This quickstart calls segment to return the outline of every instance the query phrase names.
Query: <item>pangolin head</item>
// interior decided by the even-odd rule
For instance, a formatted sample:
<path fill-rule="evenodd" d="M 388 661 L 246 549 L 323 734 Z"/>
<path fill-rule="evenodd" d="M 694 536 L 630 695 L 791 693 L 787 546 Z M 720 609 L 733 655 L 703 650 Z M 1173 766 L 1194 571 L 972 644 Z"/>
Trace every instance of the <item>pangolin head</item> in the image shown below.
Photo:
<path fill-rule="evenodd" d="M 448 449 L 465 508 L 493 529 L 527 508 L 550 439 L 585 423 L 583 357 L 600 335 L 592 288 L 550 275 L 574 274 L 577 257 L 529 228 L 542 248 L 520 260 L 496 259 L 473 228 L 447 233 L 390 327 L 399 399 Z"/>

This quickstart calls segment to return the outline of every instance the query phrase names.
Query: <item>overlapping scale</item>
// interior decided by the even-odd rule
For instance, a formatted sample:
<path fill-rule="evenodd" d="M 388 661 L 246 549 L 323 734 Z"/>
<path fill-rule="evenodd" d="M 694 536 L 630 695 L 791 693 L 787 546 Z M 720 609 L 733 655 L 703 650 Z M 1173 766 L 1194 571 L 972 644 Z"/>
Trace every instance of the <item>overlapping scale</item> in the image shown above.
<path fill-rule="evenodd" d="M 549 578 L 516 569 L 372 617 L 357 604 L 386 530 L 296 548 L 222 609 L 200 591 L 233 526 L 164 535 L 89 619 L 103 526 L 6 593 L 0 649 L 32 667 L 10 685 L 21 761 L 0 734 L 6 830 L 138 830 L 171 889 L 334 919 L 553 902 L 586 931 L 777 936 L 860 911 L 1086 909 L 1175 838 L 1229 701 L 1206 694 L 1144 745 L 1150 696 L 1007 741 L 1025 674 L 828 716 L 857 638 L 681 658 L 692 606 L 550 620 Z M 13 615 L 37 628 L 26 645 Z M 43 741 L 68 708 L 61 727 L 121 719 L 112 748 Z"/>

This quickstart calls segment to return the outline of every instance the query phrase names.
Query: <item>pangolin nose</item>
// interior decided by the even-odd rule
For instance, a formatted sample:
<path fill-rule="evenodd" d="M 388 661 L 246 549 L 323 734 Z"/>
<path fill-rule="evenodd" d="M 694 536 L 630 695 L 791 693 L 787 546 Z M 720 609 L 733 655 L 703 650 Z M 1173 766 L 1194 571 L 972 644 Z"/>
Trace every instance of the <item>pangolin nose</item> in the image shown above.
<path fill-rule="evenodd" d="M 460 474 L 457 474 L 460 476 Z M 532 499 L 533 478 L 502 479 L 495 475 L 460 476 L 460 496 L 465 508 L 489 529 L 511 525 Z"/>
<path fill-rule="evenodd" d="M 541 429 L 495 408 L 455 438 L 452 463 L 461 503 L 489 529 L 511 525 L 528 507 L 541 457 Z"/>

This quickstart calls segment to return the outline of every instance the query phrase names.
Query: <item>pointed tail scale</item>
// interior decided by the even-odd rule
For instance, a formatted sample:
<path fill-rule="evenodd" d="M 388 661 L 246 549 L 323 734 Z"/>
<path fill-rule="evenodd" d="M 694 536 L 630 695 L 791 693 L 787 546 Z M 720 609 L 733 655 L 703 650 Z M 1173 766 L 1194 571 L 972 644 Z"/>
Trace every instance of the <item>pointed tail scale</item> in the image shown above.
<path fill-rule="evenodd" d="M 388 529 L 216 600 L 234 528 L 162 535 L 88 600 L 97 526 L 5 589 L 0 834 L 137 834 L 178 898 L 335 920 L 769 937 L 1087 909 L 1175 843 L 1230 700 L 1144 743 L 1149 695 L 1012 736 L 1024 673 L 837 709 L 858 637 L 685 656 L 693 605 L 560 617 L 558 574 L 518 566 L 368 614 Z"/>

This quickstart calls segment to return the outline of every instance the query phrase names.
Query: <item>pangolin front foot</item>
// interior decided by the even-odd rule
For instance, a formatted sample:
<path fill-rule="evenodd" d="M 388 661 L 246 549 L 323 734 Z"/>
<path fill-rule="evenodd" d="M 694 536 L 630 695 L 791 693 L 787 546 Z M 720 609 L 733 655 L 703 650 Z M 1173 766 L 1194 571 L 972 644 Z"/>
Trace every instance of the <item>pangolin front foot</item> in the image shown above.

THE REQUEST — Pull out every line from the rows above that contains the string "scale". Case counts, so a line with the string in different capitalization doesn't qualify.

WRITTEN ANSWER —
Query: <item>overlapping scale</item>
Trace every instance of the <item>overlapping scale</item> in the image shown above.
Query: <item>pointed tail scale</item>
Trace every instance of the <item>pointed tail scale</item> in the image shown above.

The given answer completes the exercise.